▸ **ВЫПОЛНИТЕ ЗАДАНИЯ**:
1. Перепишите фрагмент отрывка воспоминаний от «Никто бы и не» до «Другие, вздохнув, соглашались.», заменив «энтузиастов» на «студентов».
2. Объясните по отрывку воспоминаний, зачем на занятия Бонди выделяли группу из трех-четырех энтузиастов.

Бенедикт Сарнов – Скуки не было. Первая книга воспоминаний (страница 4)
Этот критик сидел и во мне. Но на мое несчастье вся злость и беспощадность, вся высокомерная брезгливость этого сидящего во мне критика моих собственных творений включалась не на следующий день, а — сразу. И та энергия заблуждения, которая пусть в самых малых дозах, но была все-таки и мне отпущена природой, — мгновенно улетучивалась, исчезала.
Была и еще одна причина, из-за которой я тогда так и не «перешел на прозу».
Начальник военной кафедры нашего института полковник Львов-Иванов прославился своим выступлением на собрании, где произнес фразу, ставшую потом легендарной.
Речь шла о безалаберности нашей студенческой вольницы, об отсутствии не то что военной, а вообще какой бы то ни было дисциплины. И вот, перечисляя факты грубейшего нарушения этой самой дисциплины, полковник сказал:
— Дан звонок на лекции. Захожу в мужское общежитие. Сидит Мандель. Без штанов. Пишет стихи. Захожу в женское общежитие. Та же картина…
Увы, бравый полковник был прав. Мандель (Н. Коржавин) был, конечно, высочайшим, недостижимым образцом безалаберности. Но он был не одинок. Все мои друзья-однокашники, завороженные с избытком отпущенной им энергией заблуждения, постоянно что-то такое творили. Кто — стихи, кто — прозу. Естественно, им было не до лекций. А ведь у нас помимо лекций были еще и всевозможные спецкурсы. Скажем, спецкурс по Пушкину, который читал нам Сергей Михайлович Бонди. Или спецкурс по теории стиха (тот же Бонди).
На лекции многие тоже норовили не пойти, сберегая отпущенное на них время для сочинения романа или поэмы. Но пропуск лекции всегда был чреват скандалом — вызовом в учебную часть, другими неприятностями. Спецкурсы же были факультативными. Ходить на них было не обязательно.
Никто бы и не ходил. Но не хотелось обижать очаровательного, заражающего пылкой влюбленностью в свой предмет Сергея Михайловича. С этой целью всякий раз выделялась группа из трех-четырех энтузиастов, которые должны были на занятиях у Бонди, как это у нас тогда называлось, «изображать толпу». Отбор энтузиастов совершался, разумеется, в добровольно-принудительном порядке. Кое-кто ворчал, пытаясь уклониться от этой сомнительной роли. Другие, вздохнув, соглашались.
И тут вдруг обнаружился чудак, который на эту роль соглашался очень охотно. Не в добровольно-принудительном, а в самом что ни на есть добровольном порядке.

▸ **ПРЕДОСТАВЛЕННЫЕ МАТЕРИАЛЫ**:
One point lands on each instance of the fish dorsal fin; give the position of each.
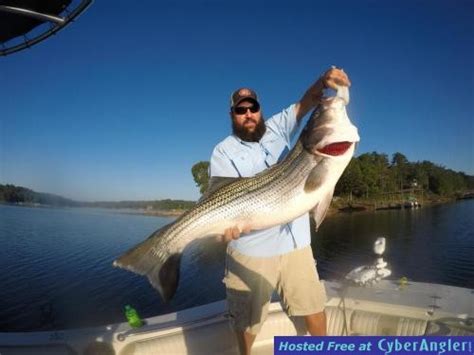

▸ **ОТВЕТЫ К ЗАДАНИЯМ**:
1.
Никто бы и не ходил. Но не хотелось обижать очаровательного, заражающего пылкой влюбленностью в свой предмет Сергея Михайловича. С этой целью всякий раз выделялась группа из трех-четырех студентов, которые должны были на занятиях у Бонди, как это у нас тогда называлось, «изображать толпу». Отбор студентов совершался, разумеется, в добровольно-принудительном порядке. Кое-кто ворчал, пытаясь уклониться от этой сомнительной роли. Другие, вздохнув, соглашались.

2. Спецкурсы были факультативными, и никто бы на них не ходил. Но не хотелось обижать Сергея Михайловича, пылко влюбленного в свой предмет, поэтому группа энтузиастов должна была «изображать толпу» на его занятиях.